┌──

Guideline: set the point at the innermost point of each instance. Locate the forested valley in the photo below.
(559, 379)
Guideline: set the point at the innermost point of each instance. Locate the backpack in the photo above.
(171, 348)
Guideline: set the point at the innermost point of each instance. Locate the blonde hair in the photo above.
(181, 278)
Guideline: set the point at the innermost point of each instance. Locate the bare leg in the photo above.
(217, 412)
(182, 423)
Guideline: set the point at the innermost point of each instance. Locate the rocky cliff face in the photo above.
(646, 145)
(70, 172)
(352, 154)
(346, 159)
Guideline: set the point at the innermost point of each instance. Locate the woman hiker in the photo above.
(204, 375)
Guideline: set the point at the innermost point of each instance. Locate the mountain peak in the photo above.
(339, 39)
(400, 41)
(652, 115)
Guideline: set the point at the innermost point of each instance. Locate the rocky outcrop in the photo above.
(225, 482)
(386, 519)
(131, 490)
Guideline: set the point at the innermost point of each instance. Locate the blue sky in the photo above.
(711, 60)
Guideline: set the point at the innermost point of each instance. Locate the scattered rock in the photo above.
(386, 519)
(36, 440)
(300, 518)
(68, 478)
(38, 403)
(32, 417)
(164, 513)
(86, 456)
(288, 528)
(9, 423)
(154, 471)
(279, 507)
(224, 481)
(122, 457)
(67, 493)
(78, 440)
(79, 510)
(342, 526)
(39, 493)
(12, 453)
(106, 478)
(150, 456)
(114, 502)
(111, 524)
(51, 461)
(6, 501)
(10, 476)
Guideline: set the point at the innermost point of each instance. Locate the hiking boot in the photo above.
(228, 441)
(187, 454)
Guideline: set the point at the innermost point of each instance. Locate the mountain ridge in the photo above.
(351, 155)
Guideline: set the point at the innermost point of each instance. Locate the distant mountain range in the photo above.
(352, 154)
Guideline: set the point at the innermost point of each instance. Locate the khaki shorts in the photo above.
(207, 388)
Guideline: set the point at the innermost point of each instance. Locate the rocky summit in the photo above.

└──

Update the listing from the line containing "sky in the photo above." through the end of the listing, inclusive, so that "khaki shorts" reads "cargo shorts", and leave every other word unchanged.

● **Output for this task**
Guideline: set the point at the innermost point of each instance. Locate the blue sky in the photo above.
(711, 60)
Guideline: set the point at the innermost point of each instance. Locate the scattered rock in the photo above.
(386, 519)
(36, 440)
(300, 518)
(68, 478)
(38, 403)
(32, 417)
(164, 513)
(86, 456)
(288, 528)
(9, 423)
(154, 471)
(279, 507)
(224, 481)
(122, 457)
(67, 493)
(78, 440)
(79, 510)
(342, 526)
(39, 493)
(12, 453)
(106, 478)
(150, 456)
(114, 502)
(111, 524)
(51, 461)
(6, 501)
(10, 476)
Guideline: set the point at the innermost point of each instance. Locate the hiking boot in the photo above.
(228, 441)
(187, 454)
Guideline: set the point at the innermost point of each instance. Locate the mountain ridge in the photo above.
(351, 155)
Guideline: set the point at the innermost point of each instance. Locate the distant mountain range in the photo above.
(352, 154)
Guideline: set the point at the innermost point of each instance. Locate the cargo shorts in the photo above.
(207, 388)
Guideline: set the point at the innermost point of each instance. Locate the rocky summit in the photo above.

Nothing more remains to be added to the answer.